**EXERCISE PASSAGE**

Most likely you skipped right over all of those sections at the end of the contract. You know, the ones that you probably call “boilerplate” (that’s what lawyers call them, too).
Most people think that boilerplate is just extra stuff that lawyers toss in. Longer contracts mean more fees, right?
But boilerplate isn’t “extra stuff” at all; in fact, it’s the exact opposite: boilerplate got its name because it provides a protective layer around the rest of the contract, provisions design to help you sure that you get the deal that’s laid out in the deal-related provisions of the document.
Despite the mini-law school lesson above, there’s still a chance that most people gloss right over the boilerplate in an agreement. No, I know that’s not you, but just in case you forward a copy of this blog post to someone else, let’s talk about one of the provisions that is far more important than it appears, the notice provision.
The notice provision is, as its name indicates, the provision describing who gets notice, how that notice must be delivered, and how much notice (i.e., how much time) must be given in order to trigger certain events under a contract, such as giving notice of breach and triggering the allotted time to cure.
In my opinion, there’s no such thing as a standard notice provision. Let’s play with some, but by no means all, of the alternatives and see what you think.
1. Who gets notice? The parties alone or the parties plus someone else, say their legal counsel? If it’s to the parties plus someone else, must both actually be sent the notice or is it that notice to one is required but that the second receives it as a courtesy?
2. If the parties are entities, is notice addressed to the entity itself or to a particular person?
3. How is notice to be sent? By regular mail? By some type of special mail such as registered? By overnight courier such as FedEx? By email? By in person delivery? By more than one method? “Has the analysis changed since the beginning of the Covid pandemic? (No, but it took the pandemic for most to do the thinking.)

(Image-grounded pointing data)
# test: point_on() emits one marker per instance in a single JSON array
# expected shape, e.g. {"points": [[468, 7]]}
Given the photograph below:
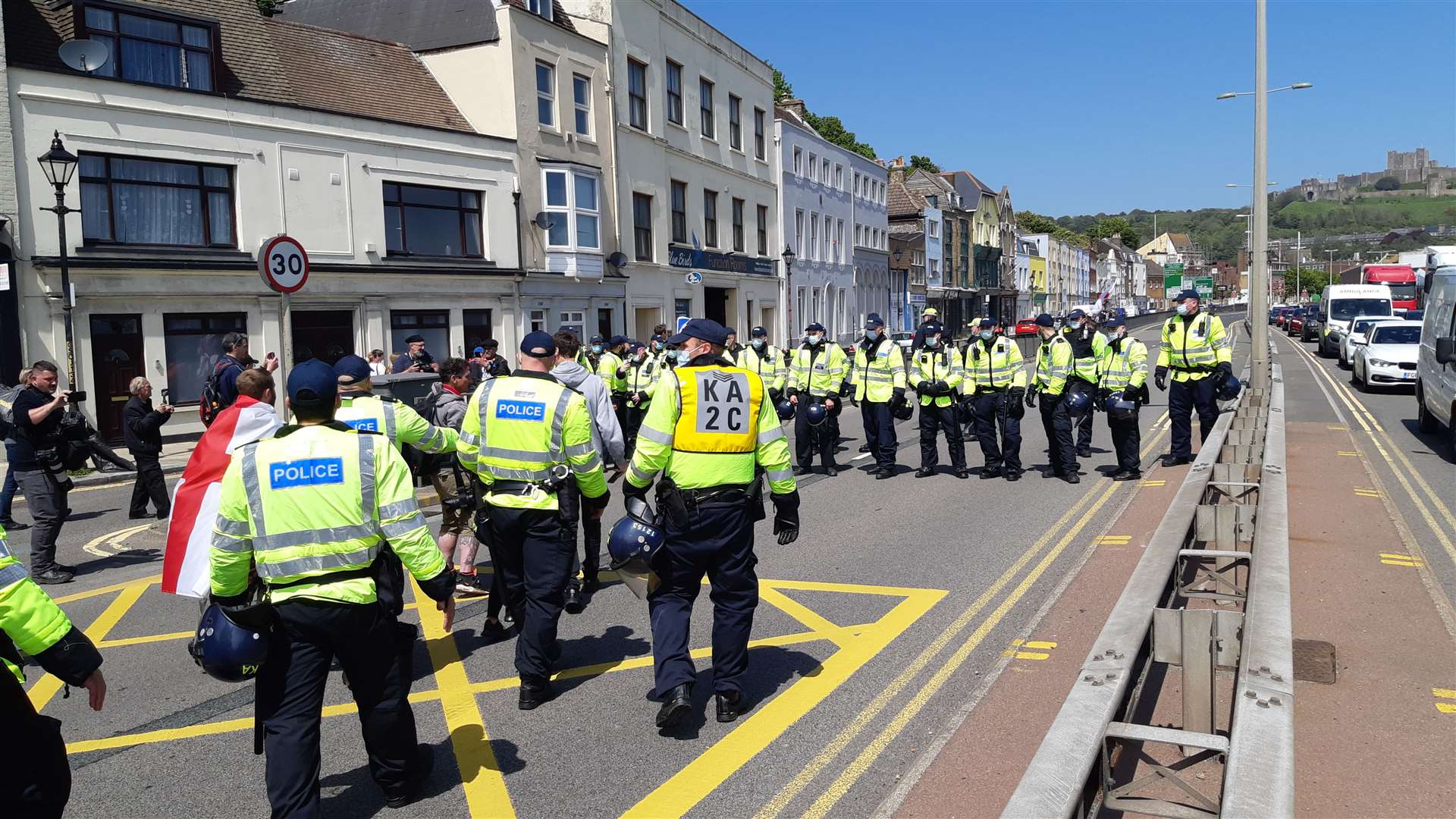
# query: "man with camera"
{"points": [[39, 466]]}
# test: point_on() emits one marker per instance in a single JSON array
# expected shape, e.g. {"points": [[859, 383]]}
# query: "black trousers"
{"points": [[808, 439], [369, 646], [880, 431], [571, 515], [941, 419], [1057, 425], [46, 496], [1128, 442], [989, 416], [532, 551], [152, 485], [1183, 398], [718, 542]]}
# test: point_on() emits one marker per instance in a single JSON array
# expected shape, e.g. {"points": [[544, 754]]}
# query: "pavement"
{"points": [[878, 630]]}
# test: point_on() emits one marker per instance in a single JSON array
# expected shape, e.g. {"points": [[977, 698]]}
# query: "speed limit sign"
{"points": [[284, 264]]}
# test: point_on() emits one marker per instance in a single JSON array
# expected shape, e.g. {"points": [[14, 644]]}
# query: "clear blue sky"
{"points": [[1095, 107]]}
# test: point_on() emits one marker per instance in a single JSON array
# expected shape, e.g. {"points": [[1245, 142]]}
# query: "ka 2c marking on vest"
{"points": [[308, 472], [520, 410], [723, 403]]}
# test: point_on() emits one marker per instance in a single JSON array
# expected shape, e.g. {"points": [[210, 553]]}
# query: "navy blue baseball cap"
{"points": [[313, 384], [704, 330], [539, 344], [350, 369]]}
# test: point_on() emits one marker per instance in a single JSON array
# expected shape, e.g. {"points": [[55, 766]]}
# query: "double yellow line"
{"points": [[1401, 466], [1082, 513]]}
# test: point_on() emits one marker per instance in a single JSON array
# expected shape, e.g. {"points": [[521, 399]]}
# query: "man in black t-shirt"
{"points": [[39, 469]]}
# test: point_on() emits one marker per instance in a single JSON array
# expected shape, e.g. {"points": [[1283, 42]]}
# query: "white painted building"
{"points": [[695, 167], [194, 156]]}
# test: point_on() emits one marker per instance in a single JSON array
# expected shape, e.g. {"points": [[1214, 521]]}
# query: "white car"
{"points": [[1389, 357], [1354, 338]]}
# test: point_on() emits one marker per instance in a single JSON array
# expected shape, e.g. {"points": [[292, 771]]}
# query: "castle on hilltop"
{"points": [[1410, 167]]}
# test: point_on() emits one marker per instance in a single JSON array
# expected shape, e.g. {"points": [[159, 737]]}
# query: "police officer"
{"points": [[1123, 373], [935, 373], [522, 435], [707, 433], [1055, 363], [816, 376], [996, 381], [362, 410], [1087, 350], [1194, 347], [642, 375], [36, 779], [766, 360], [880, 379], [290, 512]]}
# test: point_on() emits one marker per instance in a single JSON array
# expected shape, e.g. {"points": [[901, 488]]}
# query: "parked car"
{"points": [[1357, 335], [1389, 357], [1436, 371]]}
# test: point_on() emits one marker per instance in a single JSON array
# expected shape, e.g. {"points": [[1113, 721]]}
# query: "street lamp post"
{"points": [[58, 167]]}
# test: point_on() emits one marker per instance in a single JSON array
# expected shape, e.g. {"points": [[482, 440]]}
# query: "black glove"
{"points": [[786, 516]]}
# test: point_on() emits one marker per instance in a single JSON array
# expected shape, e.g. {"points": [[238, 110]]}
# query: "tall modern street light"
{"points": [[58, 167], [1258, 256]]}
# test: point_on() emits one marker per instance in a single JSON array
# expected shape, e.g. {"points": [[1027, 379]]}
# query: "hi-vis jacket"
{"points": [[313, 502], [395, 420], [711, 426], [1193, 346], [517, 428]]}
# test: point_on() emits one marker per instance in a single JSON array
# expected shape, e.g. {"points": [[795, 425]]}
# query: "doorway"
{"points": [[117, 357], [327, 335]]}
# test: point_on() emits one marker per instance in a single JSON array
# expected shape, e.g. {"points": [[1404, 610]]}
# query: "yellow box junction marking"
{"points": [[1019, 649], [1445, 694], [484, 783]]}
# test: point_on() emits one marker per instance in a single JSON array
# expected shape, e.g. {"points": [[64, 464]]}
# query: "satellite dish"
{"points": [[85, 55]]}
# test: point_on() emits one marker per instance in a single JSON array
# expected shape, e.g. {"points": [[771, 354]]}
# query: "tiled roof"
{"points": [[270, 60], [422, 25]]}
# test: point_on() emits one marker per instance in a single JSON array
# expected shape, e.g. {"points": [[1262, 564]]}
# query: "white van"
{"points": [[1436, 366], [1340, 303]]}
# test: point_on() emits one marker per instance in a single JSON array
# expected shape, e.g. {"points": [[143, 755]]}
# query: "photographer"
{"points": [[39, 469], [143, 433], [419, 359]]}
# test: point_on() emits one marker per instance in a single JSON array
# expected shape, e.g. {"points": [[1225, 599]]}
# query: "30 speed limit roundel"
{"points": [[284, 264]]}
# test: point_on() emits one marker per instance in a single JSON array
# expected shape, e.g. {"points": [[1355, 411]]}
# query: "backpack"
{"points": [[213, 401]]}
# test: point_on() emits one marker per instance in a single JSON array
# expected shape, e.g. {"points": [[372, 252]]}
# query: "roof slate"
{"points": [[270, 60]]}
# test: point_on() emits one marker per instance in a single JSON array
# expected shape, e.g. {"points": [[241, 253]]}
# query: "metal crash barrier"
{"points": [[1209, 594]]}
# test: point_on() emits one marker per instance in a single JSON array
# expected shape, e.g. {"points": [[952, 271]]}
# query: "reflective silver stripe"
{"points": [[655, 436], [315, 537], [224, 544], [517, 455], [229, 526], [403, 526], [255, 497], [397, 509], [318, 563], [367, 479]]}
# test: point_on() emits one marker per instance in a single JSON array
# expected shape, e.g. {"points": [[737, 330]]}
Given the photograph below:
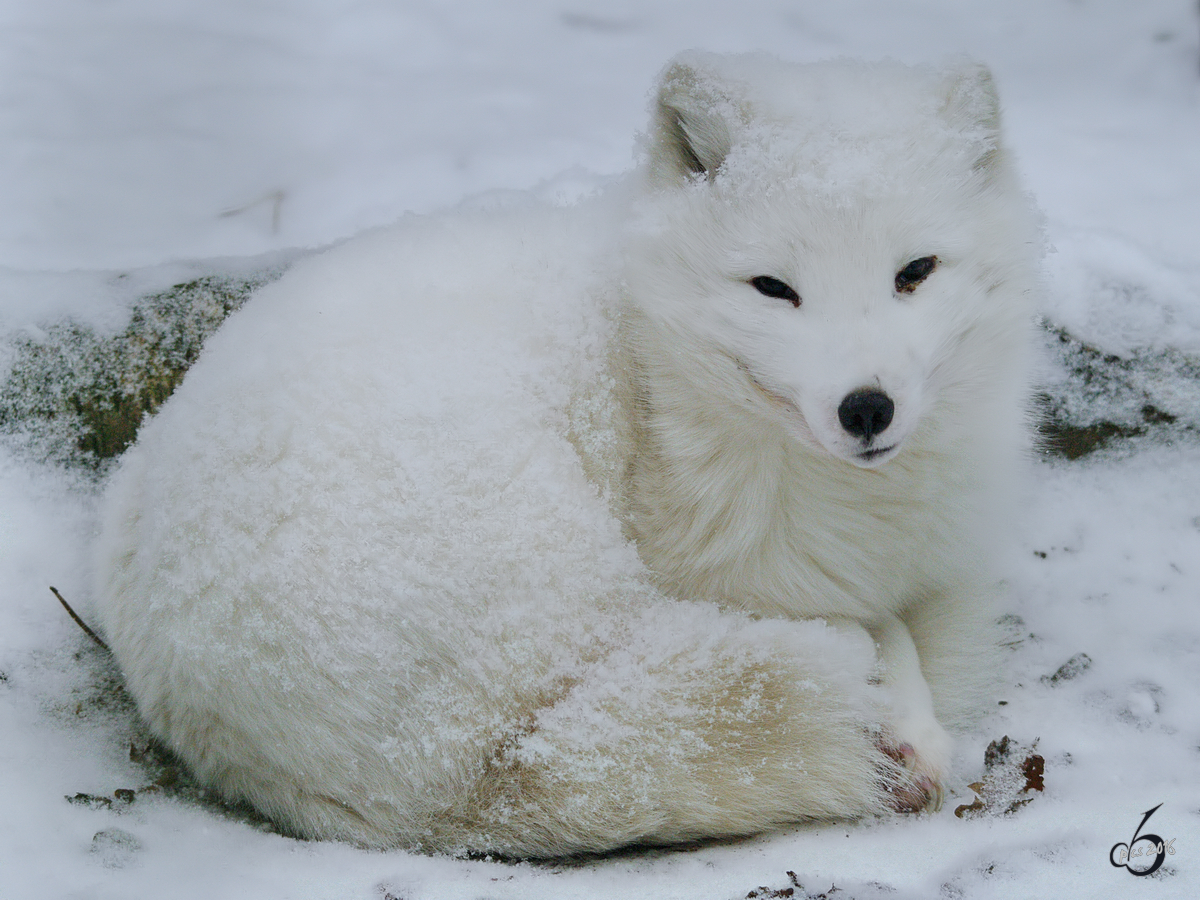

**YOUR ASSIGNMENT**
Pick up the post about contract notice provisions at its last sentence and carry it further.

**OUTPUT OF THE EXERCISE**
4. Is notice effective when it is dispatched or when it is received? What does “received” mean, actual receipt or deemed receipt? What about the kind of provision that says that notice sent by US Mail is effective, say, three days after mailing? It once took over a month for something mailed from our Santa Barbara office to reach the Dallas office—if that were a mailed notice, was I supposed to guess that it was sent and what it stated while it sat in some corner of the post office?
5. Do your answers change depending on whether you think you are the one more likely to receive a notice or the one more likely to send it? Do your answers change depending on what sort of notice you’re most likely to receive or to send? The answers are likely “yes” and “yes”.
We could go on, but this isn’t a post about contract drafting. Instead, it’s a reminder to make sure that you engage in meaningful conversations with your legal counsel over all of the elements of an agreement, not just the ones that say that someone is going to pay you $120,000 a month as a management fee until further notice – oh, you probably noticed that notice bit.